> RECORDS:
::::::::
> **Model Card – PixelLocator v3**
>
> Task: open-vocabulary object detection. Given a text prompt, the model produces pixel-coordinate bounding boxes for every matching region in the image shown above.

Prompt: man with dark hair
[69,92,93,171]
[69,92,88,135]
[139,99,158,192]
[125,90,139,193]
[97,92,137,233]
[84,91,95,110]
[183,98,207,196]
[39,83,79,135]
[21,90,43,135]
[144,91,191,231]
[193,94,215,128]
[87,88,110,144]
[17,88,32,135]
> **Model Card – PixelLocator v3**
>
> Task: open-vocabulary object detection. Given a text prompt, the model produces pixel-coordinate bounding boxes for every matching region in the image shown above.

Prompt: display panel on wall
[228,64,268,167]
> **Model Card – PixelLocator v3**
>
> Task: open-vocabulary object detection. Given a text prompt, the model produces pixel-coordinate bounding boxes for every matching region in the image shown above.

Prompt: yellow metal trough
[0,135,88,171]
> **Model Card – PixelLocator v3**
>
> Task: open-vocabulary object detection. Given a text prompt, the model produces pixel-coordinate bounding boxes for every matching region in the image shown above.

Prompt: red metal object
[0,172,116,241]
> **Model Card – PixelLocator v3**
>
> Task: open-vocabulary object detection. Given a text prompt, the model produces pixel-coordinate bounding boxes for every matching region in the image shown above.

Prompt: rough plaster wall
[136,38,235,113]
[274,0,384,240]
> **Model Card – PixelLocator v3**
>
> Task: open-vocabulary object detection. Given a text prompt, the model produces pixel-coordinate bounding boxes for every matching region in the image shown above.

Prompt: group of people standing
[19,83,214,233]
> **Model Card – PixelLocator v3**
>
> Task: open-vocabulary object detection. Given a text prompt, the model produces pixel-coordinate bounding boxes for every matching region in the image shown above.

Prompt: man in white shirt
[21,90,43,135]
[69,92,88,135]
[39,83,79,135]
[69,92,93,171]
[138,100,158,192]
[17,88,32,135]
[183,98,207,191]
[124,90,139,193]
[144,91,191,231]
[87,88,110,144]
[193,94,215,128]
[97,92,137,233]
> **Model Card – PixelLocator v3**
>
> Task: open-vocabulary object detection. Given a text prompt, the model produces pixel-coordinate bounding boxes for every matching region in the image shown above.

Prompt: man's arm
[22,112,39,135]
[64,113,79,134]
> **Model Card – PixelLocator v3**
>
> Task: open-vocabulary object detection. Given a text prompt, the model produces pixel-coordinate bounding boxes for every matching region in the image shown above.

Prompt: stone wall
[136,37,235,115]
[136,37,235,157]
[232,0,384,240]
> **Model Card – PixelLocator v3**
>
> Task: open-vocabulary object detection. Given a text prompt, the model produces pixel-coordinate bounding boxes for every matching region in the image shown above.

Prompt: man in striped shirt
::::::::
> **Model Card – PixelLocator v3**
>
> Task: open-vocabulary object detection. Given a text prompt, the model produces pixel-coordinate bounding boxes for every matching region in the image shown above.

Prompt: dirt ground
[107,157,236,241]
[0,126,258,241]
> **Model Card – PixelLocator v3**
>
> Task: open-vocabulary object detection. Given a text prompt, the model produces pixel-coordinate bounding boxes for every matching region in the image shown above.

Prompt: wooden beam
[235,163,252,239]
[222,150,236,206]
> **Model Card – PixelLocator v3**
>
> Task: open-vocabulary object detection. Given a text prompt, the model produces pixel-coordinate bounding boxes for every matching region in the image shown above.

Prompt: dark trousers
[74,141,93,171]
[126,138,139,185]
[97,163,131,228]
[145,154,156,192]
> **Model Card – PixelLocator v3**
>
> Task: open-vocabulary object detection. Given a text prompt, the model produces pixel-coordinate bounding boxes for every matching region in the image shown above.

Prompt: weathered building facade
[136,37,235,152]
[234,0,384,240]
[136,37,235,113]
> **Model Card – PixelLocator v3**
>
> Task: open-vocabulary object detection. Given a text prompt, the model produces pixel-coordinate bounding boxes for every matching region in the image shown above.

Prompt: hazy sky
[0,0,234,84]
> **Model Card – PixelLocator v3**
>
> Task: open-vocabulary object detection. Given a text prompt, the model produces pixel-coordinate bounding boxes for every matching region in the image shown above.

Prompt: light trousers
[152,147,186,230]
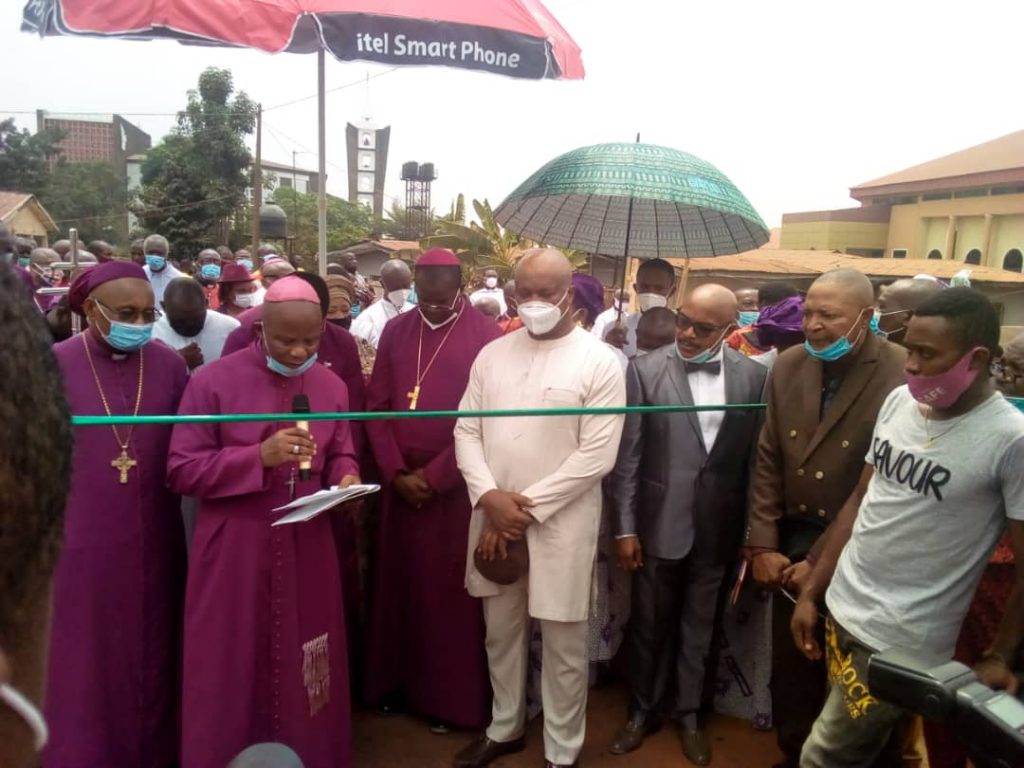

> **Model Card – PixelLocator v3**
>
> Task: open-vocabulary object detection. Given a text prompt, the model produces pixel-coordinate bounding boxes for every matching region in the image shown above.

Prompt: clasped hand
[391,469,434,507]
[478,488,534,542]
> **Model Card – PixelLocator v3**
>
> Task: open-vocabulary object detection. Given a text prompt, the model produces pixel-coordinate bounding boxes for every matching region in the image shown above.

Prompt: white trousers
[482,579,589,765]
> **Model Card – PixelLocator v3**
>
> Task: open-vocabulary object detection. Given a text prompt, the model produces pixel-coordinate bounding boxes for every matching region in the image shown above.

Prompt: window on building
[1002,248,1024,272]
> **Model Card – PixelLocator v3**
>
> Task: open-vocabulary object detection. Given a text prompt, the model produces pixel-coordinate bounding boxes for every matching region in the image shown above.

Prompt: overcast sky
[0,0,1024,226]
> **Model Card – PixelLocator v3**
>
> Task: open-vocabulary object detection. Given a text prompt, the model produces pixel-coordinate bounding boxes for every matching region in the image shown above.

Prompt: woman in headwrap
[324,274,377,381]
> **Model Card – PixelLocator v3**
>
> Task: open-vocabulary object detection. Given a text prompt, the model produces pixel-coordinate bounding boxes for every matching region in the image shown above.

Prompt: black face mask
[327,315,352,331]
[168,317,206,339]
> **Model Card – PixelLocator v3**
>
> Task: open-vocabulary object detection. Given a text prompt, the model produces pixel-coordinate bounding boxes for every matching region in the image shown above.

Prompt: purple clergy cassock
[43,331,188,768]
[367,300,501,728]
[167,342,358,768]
::::::::
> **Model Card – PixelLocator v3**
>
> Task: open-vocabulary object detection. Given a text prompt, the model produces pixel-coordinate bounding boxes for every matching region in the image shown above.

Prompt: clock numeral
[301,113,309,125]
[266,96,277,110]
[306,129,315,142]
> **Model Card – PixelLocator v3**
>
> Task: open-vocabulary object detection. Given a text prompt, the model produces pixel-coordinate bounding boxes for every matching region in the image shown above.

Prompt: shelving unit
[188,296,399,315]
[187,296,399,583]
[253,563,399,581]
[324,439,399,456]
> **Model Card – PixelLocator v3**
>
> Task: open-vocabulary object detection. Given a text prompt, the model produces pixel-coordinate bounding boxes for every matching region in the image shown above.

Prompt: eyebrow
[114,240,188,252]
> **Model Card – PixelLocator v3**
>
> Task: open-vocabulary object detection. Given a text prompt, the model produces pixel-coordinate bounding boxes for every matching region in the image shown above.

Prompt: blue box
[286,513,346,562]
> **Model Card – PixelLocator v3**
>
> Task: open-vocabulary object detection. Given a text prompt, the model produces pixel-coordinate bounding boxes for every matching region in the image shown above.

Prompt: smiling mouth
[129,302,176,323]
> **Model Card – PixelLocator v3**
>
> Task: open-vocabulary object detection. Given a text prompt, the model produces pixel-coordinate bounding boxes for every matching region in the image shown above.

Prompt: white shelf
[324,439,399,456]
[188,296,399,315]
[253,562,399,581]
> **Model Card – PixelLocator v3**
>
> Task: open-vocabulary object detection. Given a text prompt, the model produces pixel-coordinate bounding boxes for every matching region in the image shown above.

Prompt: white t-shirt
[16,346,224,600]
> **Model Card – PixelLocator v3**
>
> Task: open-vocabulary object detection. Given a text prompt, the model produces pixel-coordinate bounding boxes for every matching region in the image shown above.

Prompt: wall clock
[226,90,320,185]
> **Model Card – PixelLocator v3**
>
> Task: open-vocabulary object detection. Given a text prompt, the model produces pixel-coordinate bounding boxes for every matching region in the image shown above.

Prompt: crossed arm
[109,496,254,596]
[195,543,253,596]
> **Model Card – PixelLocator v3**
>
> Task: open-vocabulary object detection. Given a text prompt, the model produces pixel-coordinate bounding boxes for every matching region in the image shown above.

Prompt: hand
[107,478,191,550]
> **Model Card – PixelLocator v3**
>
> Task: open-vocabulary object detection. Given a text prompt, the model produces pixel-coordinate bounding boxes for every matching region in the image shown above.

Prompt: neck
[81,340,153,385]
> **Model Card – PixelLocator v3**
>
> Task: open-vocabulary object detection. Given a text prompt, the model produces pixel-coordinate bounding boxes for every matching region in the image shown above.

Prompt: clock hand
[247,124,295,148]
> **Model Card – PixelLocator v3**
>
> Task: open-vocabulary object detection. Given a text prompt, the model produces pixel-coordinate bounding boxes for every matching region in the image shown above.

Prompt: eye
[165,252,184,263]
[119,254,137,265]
::::::::
> TASK INSTRUCTIONS: Gather every line of the records above that contains the string "hand". Case counts, so a line matches only if the letters have the same capitalization.

> THE REPLY:
Prompt: clasped hand
Prompt: hand
Prompt: clock hand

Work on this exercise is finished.